* Set exercise 1
For each statement about the post below on heat kernels, answer yes or no if the post supports it, and quote the deciding words. (a) The construction picks an exhaustion of M by regular domains. (b) Chavel's setting requires the noncompact Riemannian manifold to be complete. (c) The construction above concerns the boundary of M.

* Document passage
================================

# construction of heat kernels for non-compact manifolds with boundary

Recently, I am studying heat semigroup for noncompact manifolds with boundary.

In Issac Chavel's book "eigenvalues in Riemannian geometry". "Given a noncompact Riemannian manifold, it need not be complete. He construct heat kernel as follows: Pick an exhaustion $\Omega_1, \Omega_2,\cdots$, of M by regular domains. namely, $$\overline{\Omega_j} \subset \Omega_{j+1} \mbox{and} \mathop \cup \limits_{j = 1}^\infty {\Omega _j} = M$$ Let $q_j$ be the Dirichlet heat kernel of $\Omega _j$. We think $q_j$ as defined on $M \times M \times (0,\infty)$, vanishing identically whenever at least one of the space variables is in $M\ \Omega_j$. $q_j$ is an inceasing sequence, we may define $q=\mathop {\lim }\limits_{j \to \infty }q_j$.

We can prove q is a heat kernel for M. And when M is complete with Ricci curvature from bounded below, we can prove the uniqueness and M is stochastically complete."

What if M is a non-compact Riemannian manifold with boundary? (Since the construction above does not concern the boundary of M). Suppose in addition M has Ricci curvature bounded below, then M is stochastically complete?

================================

Data items:
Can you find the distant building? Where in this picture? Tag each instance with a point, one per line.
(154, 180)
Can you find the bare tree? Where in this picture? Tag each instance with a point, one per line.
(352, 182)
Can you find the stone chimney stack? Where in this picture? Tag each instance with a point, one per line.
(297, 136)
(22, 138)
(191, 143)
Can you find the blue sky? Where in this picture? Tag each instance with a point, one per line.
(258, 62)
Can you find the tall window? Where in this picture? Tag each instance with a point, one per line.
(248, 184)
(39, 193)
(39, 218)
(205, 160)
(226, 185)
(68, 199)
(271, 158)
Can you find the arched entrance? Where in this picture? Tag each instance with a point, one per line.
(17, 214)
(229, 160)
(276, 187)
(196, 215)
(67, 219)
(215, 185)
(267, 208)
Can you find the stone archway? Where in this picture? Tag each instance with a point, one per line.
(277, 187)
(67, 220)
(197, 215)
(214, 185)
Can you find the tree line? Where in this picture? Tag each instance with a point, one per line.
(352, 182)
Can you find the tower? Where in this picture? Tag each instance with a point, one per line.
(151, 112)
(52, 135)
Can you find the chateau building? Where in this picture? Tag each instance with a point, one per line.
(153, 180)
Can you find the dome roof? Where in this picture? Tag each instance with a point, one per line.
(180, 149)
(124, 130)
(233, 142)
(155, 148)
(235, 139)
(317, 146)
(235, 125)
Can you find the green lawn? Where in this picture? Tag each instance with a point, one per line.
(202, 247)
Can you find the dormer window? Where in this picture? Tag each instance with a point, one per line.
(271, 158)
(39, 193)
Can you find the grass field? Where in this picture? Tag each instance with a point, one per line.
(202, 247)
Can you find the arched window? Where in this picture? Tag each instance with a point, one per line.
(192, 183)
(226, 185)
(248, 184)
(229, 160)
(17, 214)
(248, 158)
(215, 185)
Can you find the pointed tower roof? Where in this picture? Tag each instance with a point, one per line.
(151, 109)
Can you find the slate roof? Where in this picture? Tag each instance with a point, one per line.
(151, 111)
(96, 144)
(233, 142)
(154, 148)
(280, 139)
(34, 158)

================================

* Set exercise 2
Show each line of the listing above that contains the word "tree".

* Correct answer 1
(a) Yes: "of M by regular domains"
(b) No: "it need not be complete"
(c) No: "the construction above does not concern the boundary of M"

* Correct answer 2
Can you find the bare tree? Where in this picture? Tag each instance with a point, one per line.
Can you find the tree line? Where in this picture? Tag each instance with a point, one per line.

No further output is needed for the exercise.